What is being asked: Rewrite the thread starting at "From: Roger Stafford" and ending at "Shonkhor's desired sample.", with "histc" replaced by "histcounts".
━━━ Selected extract ━━━
From: Roger Stafford on
"Simon Preston" <preston.simon+mathsworks(a)gmail.com> wrote in
message <fvpde9$rm2$1(a)fred.mathworks.com>...
> Having looked, it uses histc. (I promise I hadn't known
> about randsample before my original reply!)
>
> In fact, the second output of histc is the length-n vector
> which indexes the bin into which each observation falls,
> i.e. what Shonkhor wanted. Hence
> [x,y] = histc(rand(1,n),[0 cumsum(p)]);
> returns as y Shonkhor's desired sample.
>
> As for the order of this approach, maybe Roger could
> explain: are the other methods (theoretically) faster? I
> suppose, though, i) the order calculations are asymptotic
> results, and ii) it's hard to imagine an application where
> this calculation, whichever method used, would be
> rate-limiting. Still it's interesting to see there are
> various nice ways to solve the same problem.
>
> Best wishes, S
---------
Hello Simon,

In any discussion of algorithmic order it needs to be understood that, as you
say, this has only to do with asymptotic times of execution. I initially favored
the binary search approach with its order (n*log(m)) to provide for cases of
large values of both m and n. It would be better than (n+m)*log(n+m) for
very large n and better than n*m for very large m. (I am guessing 'histc' is
order ((n+m)*log(n+m)) because they may do a initial sort of combined edges
and points. However, perhaps they have a simpler order (n*m) algorithm
instead, as my own 'hist' does.) Whether it would be faster for numbers likely
to be used is quite another question and requires experimentation. I did
have the distinct impression from Shonkhor's mention of distributions that a
very large value of n might be needed and the value m = 360 was evidently
large.
━━━ Provided information ━━━
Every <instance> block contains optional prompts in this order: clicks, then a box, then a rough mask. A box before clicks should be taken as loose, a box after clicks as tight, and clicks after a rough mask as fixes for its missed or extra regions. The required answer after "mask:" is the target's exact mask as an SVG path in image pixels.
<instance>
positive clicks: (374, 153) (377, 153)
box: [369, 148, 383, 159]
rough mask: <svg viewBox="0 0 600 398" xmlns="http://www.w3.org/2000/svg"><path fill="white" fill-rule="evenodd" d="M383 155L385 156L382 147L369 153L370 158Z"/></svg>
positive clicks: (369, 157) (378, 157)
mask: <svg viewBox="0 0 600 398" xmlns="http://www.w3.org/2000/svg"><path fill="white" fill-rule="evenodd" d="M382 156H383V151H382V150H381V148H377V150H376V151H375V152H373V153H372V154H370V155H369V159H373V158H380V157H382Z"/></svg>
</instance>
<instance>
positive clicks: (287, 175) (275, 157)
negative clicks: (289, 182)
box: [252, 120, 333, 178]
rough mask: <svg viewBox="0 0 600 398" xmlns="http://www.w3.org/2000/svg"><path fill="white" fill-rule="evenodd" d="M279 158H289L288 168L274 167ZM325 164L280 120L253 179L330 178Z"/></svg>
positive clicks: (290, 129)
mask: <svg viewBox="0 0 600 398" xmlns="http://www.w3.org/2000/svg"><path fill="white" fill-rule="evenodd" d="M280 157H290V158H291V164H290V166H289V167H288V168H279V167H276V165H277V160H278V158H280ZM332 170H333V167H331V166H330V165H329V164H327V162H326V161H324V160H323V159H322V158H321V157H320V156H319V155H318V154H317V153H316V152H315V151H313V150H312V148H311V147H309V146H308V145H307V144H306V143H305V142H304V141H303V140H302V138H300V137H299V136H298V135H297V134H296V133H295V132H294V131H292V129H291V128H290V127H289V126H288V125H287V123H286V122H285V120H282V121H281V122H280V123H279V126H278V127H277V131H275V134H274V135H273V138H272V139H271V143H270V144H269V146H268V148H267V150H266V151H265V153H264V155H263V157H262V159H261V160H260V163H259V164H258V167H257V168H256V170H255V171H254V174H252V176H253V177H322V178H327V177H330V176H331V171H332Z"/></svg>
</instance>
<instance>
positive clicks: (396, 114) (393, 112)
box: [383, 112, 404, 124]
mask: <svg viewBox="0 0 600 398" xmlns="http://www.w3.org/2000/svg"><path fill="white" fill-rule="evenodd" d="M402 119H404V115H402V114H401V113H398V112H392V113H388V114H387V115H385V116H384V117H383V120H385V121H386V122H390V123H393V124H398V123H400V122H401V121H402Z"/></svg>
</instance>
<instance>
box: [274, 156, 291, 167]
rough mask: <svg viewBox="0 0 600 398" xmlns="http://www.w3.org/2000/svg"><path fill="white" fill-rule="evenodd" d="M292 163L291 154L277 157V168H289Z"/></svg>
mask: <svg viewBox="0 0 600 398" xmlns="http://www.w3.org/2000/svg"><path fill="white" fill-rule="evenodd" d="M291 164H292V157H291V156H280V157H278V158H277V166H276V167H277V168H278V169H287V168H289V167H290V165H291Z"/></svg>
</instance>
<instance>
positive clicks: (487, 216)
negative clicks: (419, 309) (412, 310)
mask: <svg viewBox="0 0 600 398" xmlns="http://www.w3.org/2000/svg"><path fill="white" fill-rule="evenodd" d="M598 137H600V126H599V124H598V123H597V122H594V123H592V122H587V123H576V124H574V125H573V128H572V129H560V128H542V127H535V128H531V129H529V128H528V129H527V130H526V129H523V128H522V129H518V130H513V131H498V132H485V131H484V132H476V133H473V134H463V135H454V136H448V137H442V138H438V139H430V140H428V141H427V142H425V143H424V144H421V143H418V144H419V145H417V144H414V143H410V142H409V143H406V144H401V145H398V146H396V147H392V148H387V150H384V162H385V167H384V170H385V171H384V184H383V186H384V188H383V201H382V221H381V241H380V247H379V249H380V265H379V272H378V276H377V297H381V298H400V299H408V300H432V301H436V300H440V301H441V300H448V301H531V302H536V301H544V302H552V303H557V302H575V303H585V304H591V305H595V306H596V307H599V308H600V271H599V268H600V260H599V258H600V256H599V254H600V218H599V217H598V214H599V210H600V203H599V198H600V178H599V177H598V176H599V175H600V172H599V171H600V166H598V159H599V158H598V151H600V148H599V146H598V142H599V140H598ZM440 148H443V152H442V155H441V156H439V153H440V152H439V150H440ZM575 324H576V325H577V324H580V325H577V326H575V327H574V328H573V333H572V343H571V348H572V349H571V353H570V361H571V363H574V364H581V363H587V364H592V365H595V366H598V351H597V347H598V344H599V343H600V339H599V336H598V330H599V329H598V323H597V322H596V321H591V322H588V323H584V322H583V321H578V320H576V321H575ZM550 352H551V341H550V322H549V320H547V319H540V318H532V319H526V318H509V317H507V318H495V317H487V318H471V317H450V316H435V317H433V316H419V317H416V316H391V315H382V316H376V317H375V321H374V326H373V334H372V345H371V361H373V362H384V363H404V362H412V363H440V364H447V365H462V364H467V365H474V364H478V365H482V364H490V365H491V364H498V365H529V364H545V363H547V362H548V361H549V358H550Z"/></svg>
━━━
Task result:
From: Roger Stafford on
"Simon Preston" <preston.simon+mathsworks(a)gmail.com> wrote in
message <fvpde9$rm2$1(a)fred.mathworks.com>...
> Having looked, it uses histcounts. (I promise I hadn't known
> about randsample before my original reply!)
>
> In fact, the second output of histcounts is the length-n vector
> which indexes the bin into which each observation falls,
> i.e. what Shonkhor wanted. Hence
> [x,y] = histcounts(rand(1,n),[0 cumsum(p)]);
> returns as y Shonkhor's desired sample.